DATA FOR THIS TASK =
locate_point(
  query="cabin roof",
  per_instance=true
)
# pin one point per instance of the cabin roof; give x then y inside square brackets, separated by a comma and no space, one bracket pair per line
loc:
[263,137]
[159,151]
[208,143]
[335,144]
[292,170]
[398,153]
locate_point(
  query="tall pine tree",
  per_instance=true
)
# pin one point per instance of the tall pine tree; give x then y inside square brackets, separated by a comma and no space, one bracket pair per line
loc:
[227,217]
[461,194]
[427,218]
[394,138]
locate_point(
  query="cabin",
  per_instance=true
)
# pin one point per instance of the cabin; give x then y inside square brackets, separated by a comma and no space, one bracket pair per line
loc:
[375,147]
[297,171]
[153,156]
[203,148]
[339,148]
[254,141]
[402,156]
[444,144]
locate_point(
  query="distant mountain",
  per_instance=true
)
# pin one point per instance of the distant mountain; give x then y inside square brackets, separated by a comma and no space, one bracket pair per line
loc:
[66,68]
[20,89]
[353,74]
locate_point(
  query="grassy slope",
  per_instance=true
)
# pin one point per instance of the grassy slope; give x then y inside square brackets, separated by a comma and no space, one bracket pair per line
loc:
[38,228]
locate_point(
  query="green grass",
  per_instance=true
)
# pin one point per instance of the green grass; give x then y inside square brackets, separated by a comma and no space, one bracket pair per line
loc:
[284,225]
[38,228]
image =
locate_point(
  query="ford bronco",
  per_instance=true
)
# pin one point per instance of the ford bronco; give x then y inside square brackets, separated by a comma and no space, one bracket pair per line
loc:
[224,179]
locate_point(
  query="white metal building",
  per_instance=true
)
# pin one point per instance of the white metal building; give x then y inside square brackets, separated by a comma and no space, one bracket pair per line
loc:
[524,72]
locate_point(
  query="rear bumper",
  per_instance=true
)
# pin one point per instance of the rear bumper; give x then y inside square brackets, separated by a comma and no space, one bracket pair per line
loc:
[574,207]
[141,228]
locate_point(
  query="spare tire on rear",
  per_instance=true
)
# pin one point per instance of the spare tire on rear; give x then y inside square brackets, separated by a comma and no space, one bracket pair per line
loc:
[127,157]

REQUIRED ACTION = Look through the material and copy each line that has "green".

RESPONSE AREA =
  query="green grass",
# pin one point per instance of the green grass; give x then y inside square brackets, separated by a comma and no space, one bracket pair per line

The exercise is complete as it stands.